» **TEXTO FORNECIDO**
§
Sínodo dos Bispos, espécie de órgão consultivo do pontífice com o objetivo de traçar os rumos da Igreja, se encerra no domingo 29

Por Amanda Péchy 28 out 2023, 08h00

Em seus 2 000 anos de existência, a Igreja Católica, instituição fincada sobre dogmas e tradições, precisou dar uma chacoalhada para manter-se viva e atraente. Pois este século XXI, tomado pela efervescência de profundas transformações nas relações humanas, é um desses momentos que impõem uma reflexão sobre como fazer as milenares palavras cravadas nas Escrituras ter um sentido verdadeiro a quem as segue. Um sinal amarelo acendeu-se nos últimos anos diante de números que revelam um declínio de católicos em pontos do planeta em que historicamente formavam um contingente inabalável, como na América Latina, onde a população que se identifica assim caiu de 70% para 57% em uma década, situação semelhante à dos Estados Unidos e à de países europeus. É nesse cenário que o papa Francisco, que assumiu as rédeas do Vaticano em 2013, após a renúncia de Bento XVI, ensaia um sopro de renovação, tocando em assuntos tabu que abrem uma fresta para uma mudança sobretudo de tom, de modo que a igreja não se ponha de costas aos incontornáveis ventos da modernidade.
§
» **TAREFA PROPOSTA**
Dê sequência ao texto sobre o Sínodo dos Bispos a partir da última frase apresentada. A listagem abaixo é um material à parte, independente do texto sobre o Sínodo dos Bispos.

» **MATERIAL FORNECIDO**
§
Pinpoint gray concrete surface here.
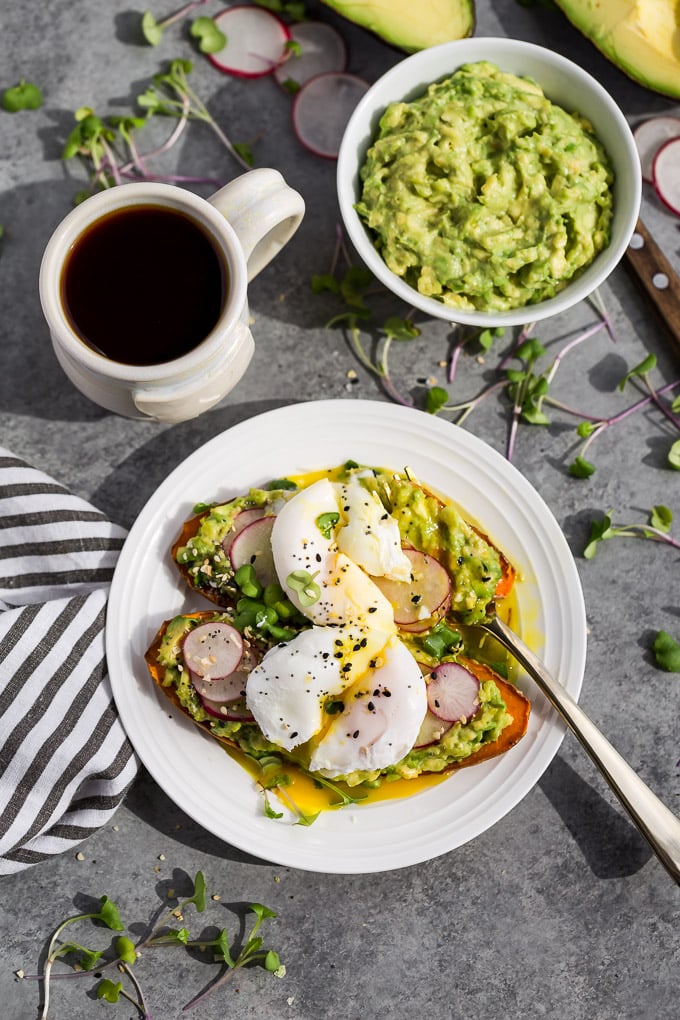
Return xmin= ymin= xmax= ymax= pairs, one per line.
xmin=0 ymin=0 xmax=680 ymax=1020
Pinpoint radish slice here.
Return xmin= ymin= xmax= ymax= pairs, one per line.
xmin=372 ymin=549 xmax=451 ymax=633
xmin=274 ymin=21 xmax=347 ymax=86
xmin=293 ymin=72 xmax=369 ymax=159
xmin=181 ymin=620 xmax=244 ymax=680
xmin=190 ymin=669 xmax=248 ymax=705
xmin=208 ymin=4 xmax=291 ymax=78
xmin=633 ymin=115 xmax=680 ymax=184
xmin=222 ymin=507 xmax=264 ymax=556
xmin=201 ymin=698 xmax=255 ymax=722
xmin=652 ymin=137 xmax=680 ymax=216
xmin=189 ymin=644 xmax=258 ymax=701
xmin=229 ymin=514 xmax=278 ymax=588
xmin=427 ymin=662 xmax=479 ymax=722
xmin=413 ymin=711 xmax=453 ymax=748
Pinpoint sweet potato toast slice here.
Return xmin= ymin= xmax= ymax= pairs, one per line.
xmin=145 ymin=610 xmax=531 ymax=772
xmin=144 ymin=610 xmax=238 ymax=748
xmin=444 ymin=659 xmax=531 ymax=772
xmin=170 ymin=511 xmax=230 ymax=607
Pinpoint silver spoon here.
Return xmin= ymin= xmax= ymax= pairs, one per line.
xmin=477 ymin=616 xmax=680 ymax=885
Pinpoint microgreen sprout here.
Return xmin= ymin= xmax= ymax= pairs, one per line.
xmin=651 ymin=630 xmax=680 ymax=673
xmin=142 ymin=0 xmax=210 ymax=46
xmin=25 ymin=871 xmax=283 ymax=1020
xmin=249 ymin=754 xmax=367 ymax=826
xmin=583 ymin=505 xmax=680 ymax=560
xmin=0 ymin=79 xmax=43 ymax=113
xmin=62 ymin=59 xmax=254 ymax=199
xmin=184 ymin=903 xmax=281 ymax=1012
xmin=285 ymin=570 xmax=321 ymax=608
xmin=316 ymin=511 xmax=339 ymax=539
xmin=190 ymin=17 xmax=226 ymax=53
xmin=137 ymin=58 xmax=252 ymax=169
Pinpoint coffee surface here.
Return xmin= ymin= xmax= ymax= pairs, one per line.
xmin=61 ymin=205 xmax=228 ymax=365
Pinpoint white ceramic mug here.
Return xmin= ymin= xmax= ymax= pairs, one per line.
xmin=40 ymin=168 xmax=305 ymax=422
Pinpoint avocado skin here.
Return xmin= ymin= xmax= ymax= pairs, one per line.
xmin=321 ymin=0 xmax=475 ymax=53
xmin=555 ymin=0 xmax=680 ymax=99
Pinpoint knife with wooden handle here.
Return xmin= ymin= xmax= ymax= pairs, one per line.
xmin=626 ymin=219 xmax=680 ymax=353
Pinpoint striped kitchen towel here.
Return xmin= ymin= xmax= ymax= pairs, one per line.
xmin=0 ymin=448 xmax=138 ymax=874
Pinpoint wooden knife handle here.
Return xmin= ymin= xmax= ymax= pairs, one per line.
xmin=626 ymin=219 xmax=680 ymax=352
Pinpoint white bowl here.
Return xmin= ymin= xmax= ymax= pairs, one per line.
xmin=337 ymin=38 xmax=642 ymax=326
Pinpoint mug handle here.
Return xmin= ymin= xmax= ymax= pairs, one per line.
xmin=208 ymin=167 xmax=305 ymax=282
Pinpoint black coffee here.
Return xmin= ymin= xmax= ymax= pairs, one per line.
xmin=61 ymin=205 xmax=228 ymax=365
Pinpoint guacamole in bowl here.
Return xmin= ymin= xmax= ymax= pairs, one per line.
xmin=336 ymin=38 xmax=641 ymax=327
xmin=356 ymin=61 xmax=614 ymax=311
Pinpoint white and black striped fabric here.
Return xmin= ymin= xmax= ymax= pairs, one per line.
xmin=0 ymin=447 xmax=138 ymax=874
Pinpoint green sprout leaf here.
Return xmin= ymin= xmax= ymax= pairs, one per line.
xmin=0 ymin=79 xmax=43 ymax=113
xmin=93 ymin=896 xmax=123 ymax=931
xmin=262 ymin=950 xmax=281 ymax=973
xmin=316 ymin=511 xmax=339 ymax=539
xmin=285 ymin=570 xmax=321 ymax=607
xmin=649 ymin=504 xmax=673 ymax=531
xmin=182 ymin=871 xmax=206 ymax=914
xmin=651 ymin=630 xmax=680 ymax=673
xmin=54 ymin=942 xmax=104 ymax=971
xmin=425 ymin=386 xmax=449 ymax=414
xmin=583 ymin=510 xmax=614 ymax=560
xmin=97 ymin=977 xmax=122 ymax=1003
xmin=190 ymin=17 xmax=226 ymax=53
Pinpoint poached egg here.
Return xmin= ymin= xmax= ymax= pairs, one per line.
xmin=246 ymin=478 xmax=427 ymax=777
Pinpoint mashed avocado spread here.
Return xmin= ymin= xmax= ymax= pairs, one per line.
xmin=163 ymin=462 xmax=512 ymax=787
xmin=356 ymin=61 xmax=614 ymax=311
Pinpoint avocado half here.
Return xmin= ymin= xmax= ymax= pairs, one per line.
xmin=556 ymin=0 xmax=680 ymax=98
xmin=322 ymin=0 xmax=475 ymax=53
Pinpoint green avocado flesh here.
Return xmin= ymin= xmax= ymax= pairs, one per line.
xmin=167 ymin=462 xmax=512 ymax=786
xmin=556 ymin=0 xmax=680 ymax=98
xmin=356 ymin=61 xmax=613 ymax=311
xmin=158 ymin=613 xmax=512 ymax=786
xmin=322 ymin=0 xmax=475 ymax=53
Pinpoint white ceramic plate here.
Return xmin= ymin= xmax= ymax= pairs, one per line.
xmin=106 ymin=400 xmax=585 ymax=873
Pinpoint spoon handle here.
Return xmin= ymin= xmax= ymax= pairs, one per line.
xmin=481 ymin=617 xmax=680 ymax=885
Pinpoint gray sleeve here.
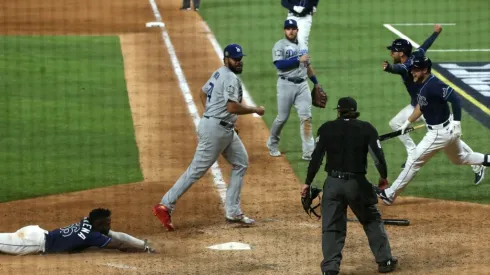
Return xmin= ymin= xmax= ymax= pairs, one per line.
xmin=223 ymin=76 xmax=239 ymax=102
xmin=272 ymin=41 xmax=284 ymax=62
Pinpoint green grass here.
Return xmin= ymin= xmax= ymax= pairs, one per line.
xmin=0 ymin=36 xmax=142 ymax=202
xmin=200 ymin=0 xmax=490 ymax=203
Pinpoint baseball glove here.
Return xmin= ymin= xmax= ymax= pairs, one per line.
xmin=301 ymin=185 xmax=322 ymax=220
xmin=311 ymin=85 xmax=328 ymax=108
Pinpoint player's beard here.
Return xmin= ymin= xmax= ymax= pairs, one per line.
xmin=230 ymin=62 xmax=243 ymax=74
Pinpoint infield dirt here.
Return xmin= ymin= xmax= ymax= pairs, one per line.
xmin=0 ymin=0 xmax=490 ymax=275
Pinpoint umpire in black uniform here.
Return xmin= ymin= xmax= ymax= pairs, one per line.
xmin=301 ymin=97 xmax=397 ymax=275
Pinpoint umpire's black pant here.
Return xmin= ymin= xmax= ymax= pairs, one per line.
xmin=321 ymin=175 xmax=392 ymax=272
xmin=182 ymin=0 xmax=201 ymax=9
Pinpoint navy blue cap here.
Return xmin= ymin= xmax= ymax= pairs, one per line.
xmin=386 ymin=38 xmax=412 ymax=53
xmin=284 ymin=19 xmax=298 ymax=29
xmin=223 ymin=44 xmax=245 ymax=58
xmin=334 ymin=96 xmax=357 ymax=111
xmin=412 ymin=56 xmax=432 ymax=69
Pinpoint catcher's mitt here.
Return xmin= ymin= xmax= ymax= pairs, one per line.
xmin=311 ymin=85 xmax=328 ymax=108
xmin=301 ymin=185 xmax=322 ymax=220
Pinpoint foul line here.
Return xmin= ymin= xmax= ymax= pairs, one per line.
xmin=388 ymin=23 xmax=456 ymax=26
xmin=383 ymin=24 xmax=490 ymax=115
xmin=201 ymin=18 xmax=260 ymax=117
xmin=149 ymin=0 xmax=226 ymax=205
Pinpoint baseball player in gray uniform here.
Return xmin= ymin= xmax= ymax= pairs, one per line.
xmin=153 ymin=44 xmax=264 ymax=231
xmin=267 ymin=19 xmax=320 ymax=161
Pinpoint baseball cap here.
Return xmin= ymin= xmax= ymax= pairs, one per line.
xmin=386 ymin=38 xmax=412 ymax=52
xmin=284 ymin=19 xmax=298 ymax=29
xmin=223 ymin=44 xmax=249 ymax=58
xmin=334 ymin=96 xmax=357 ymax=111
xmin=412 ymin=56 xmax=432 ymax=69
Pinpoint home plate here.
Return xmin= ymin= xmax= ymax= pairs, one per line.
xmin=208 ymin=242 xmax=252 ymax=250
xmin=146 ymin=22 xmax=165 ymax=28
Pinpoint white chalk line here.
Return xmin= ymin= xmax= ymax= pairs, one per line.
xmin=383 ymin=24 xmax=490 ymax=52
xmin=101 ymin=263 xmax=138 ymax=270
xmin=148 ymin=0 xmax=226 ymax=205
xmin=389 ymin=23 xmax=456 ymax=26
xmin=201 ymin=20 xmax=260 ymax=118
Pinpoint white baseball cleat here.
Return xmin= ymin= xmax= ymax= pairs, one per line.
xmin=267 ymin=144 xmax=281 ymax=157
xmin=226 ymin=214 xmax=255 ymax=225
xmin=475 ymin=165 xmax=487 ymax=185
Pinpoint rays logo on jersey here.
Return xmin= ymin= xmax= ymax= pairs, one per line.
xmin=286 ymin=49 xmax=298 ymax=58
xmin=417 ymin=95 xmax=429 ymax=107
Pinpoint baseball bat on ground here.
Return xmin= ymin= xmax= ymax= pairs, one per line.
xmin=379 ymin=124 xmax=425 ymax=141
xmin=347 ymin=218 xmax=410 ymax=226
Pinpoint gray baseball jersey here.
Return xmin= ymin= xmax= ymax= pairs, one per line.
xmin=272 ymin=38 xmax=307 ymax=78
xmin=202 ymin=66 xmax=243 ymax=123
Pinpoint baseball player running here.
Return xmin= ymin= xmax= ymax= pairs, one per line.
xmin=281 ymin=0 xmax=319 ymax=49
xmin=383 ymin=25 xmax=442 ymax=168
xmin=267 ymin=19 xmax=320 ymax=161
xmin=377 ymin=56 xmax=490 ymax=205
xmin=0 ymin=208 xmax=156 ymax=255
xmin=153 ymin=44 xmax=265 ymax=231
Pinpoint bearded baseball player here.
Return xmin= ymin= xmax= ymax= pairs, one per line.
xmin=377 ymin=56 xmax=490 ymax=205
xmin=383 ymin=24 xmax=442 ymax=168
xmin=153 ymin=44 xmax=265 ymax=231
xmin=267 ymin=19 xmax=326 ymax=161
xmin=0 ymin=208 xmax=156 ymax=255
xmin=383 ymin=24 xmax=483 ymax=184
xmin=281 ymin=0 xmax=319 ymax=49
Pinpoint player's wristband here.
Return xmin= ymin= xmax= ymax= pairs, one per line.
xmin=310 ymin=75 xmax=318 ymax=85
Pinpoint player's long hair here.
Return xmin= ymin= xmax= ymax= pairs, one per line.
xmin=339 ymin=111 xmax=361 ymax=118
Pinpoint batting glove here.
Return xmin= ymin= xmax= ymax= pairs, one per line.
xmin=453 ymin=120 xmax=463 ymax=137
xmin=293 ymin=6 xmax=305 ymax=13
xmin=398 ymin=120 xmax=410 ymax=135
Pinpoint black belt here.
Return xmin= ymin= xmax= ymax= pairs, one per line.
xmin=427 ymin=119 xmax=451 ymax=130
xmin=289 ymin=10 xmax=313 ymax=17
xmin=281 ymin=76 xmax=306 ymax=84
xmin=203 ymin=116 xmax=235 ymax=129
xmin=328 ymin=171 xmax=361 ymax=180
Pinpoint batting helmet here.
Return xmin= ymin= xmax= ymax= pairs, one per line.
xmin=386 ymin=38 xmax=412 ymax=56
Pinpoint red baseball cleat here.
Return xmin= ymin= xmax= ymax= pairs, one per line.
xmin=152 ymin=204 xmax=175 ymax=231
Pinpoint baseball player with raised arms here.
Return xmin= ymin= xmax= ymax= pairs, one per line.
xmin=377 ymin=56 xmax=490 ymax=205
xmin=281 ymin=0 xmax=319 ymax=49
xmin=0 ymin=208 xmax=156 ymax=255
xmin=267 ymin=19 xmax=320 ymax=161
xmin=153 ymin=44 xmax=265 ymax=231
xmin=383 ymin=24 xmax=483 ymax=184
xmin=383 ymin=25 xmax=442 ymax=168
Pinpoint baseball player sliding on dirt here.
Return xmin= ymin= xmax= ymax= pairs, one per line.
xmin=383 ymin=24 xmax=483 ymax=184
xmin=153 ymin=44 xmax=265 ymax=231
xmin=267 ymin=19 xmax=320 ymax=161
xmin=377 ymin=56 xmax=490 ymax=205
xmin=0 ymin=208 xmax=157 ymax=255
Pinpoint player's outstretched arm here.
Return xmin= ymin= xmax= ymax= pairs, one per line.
§
» **RESPOSTA**
O debate se intensificou nestes dias com o Sínodo dos Bispos, espécie de órgão consultivo do pontífice com o objetivo de traçar os rumos da Igreja, que se encerra no domingo 29. Esta edição contém alguns ineditismos — a começar pela pauta recheada de tópicos polêmicos, que o próprio papa pôs à mesa. A lista inclui celibato, padres casados, bênção a uniões gays e a ascen­são de mulheres na hierarquia eclesiástica (elas, aliás, são novidade no grande encontro).

APOIO - Manifestantes vão às ruas: bandeiras em prol da agenda progressista
APOIO - Manifestantes vão às ruas: bandeiras em prol da agenda progressista (Riccardo De Luca/Anadolu/Getty Images)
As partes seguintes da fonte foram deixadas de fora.